Consider each line of the material below and note whether it holds "after". State how many do, and nothing else.

» **Exercise input**

== Segment start ==

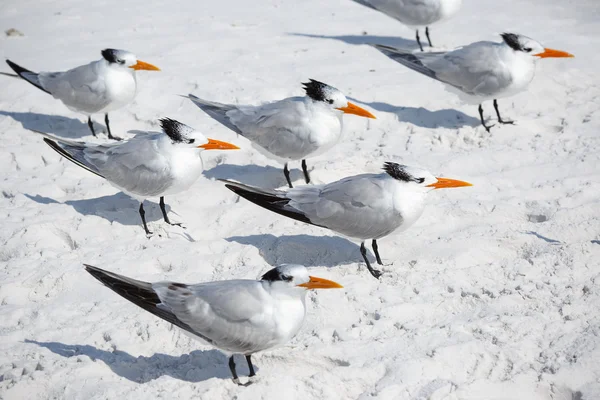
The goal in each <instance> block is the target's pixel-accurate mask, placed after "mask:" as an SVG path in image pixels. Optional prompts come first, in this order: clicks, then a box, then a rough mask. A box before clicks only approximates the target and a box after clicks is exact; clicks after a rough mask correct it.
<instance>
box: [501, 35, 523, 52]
mask: <svg viewBox="0 0 600 400" xmlns="http://www.w3.org/2000/svg"><path fill="white" fill-rule="evenodd" d="M500 36H502V39H503V40H504V43H506V44H507V45H508V46H509V47H510V48H511V49H513V50H516V51H523V46H521V43H520V42H519V36H518V35H515V34H514V33H503V34H501V35H500Z"/></svg>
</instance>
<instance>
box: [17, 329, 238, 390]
mask: <svg viewBox="0 0 600 400" xmlns="http://www.w3.org/2000/svg"><path fill="white" fill-rule="evenodd" d="M25 343H29V344H35V345H37V346H40V347H44V348H46V349H48V350H50V351H51V352H53V353H54V354H58V355H59V356H62V357H66V358H70V357H77V356H87V357H89V358H90V359H91V360H92V361H102V362H103V363H105V364H106V365H107V366H108V367H109V368H110V369H111V370H112V371H113V372H114V373H115V374H117V375H119V376H121V377H123V378H125V379H128V380H130V381H132V382H136V383H146V382H150V381H152V380H154V379H158V378H160V377H161V376H171V377H173V378H175V379H180V380H182V381H186V382H202V381H205V380H208V379H211V378H221V379H227V378H231V374H230V372H229V368H228V367H227V357H225V355H224V354H223V353H221V352H220V351H218V350H206V351H201V350H195V351H192V352H191V353H189V354H184V355H182V356H177V357H175V356H170V355H167V354H161V353H156V354H154V355H153V356H151V357H143V356H139V357H134V356H132V355H131V354H129V353H126V352H124V351H121V350H115V351H106V350H100V349H98V348H96V347H94V346H89V345H70V344H64V343H59V342H37V341H35V340H29V339H26V340H25ZM236 364H237V370H238V373H239V374H240V375H244V374H247V371H246V369H247V367H246V363H245V362H238V363H236Z"/></svg>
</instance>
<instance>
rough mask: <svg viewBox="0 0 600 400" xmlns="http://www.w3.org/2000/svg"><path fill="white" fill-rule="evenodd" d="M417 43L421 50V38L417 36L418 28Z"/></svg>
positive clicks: (421, 49) (417, 29) (417, 30)
mask: <svg viewBox="0 0 600 400" xmlns="http://www.w3.org/2000/svg"><path fill="white" fill-rule="evenodd" d="M417 43H418V44H419V48H420V49H421V51H423V46H421V38H420V37H419V30H418V29H417Z"/></svg>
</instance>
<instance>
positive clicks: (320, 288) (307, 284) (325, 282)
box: [298, 276, 343, 289]
mask: <svg viewBox="0 0 600 400" xmlns="http://www.w3.org/2000/svg"><path fill="white" fill-rule="evenodd" d="M309 278H310V281H308V282H306V283H302V284H300V285H298V286H300V287H305V288H307V289H341V288H343V286H342V285H340V284H339V283H336V282H334V281H330V280H328V279H323V278H317V277H315V276H309Z"/></svg>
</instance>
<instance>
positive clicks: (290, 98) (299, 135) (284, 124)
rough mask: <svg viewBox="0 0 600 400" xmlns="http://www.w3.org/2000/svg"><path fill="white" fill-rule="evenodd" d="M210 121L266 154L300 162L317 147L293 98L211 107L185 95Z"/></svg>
mask: <svg viewBox="0 0 600 400" xmlns="http://www.w3.org/2000/svg"><path fill="white" fill-rule="evenodd" d="M189 98H190V99H191V100H192V101H193V102H194V103H195V104H196V105H197V106H198V107H200V108H201V109H202V110H204V111H205V112H206V113H207V114H208V115H210V116H211V117H212V118H214V119H215V120H217V121H218V122H220V123H221V124H223V125H225V126H226V127H228V128H229V129H231V130H233V131H234V132H237V133H239V134H240V135H242V136H244V137H245V138H247V139H248V140H250V141H251V142H252V143H254V144H256V145H258V146H260V147H261V148H262V149H265V150H267V151H268V152H269V153H271V154H273V155H275V156H277V157H281V158H290V159H300V158H302V157H305V156H306V155H308V154H310V153H312V152H314V151H315V150H316V149H317V148H318V146H317V144H316V143H313V142H312V141H311V134H312V130H311V129H310V128H308V127H307V126H306V121H307V119H308V116H307V115H306V112H305V111H306V109H305V105H304V102H303V99H302V98H301V97H293V98H289V99H284V100H280V101H276V102H272V103H267V104H263V105H259V106H234V105H230V104H221V103H215V102H211V101H207V100H202V99H199V98H198V97H196V96H193V95H189Z"/></svg>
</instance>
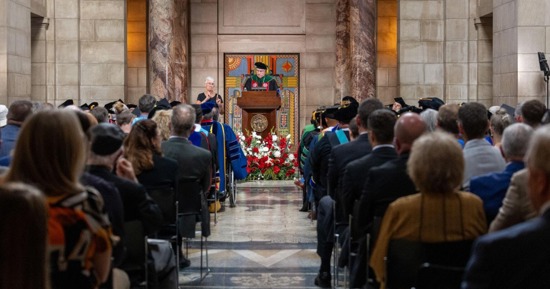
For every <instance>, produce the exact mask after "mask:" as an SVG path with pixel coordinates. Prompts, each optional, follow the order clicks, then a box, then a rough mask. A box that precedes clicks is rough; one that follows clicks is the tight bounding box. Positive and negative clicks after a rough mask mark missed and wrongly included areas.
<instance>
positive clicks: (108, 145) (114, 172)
mask: <svg viewBox="0 0 550 289" xmlns="http://www.w3.org/2000/svg"><path fill="white" fill-rule="evenodd" d="M123 140H124V133H123V132H122V130H121V129H120V128H119V127H118V126H116V125H114V124H109V123H101V124H98V125H96V126H94V127H92V128H91V129H90V142H91V145H90V150H89V153H88V161H87V172H89V173H90V174H92V175H94V176H97V177H99V178H102V179H103V180H105V181H107V182H109V183H112V184H113V185H114V186H115V187H116V188H117V189H118V191H119V193H120V197H121V198H122V203H123V206H124V222H130V221H134V220H138V221H140V222H141V223H142V224H143V228H144V232H145V234H146V235H153V234H154V233H156V232H157V231H158V230H159V229H160V226H161V224H162V222H163V219H162V212H161V211H160V208H159V207H158V205H157V204H156V203H155V202H154V201H153V200H152V199H151V197H150V196H149V195H148V194H147V191H146V189H145V187H143V186H142V185H140V184H139V183H138V181H137V178H136V176H135V173H134V171H133V167H132V164H131V163H130V162H129V161H128V160H126V159H125V158H123V157H122V154H123V148H122V143H123ZM133 237H135V236H130V235H128V234H125V236H124V238H133ZM123 241H124V239H123ZM121 267H124V265H121ZM140 277H141V276H132V275H131V274H130V279H132V282H133V283H136V282H139V279H140Z"/></svg>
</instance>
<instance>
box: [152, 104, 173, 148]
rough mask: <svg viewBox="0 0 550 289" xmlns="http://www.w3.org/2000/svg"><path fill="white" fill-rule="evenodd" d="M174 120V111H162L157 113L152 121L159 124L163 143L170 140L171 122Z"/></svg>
mask: <svg viewBox="0 0 550 289" xmlns="http://www.w3.org/2000/svg"><path fill="white" fill-rule="evenodd" d="M171 119H172V110H171V109H167V110H161V111H158V112H157V113H155V116H153V118H152V120H153V121H154V122H156V123H157V127H158V129H159V131H160V136H161V137H162V141H167V140H168V139H169V138H170V121H171Z"/></svg>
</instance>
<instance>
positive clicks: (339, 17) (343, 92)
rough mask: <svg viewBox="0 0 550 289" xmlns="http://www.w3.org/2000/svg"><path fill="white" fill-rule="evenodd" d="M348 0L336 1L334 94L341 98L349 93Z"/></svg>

== Segment end ==

» **Answer to the exercise**
2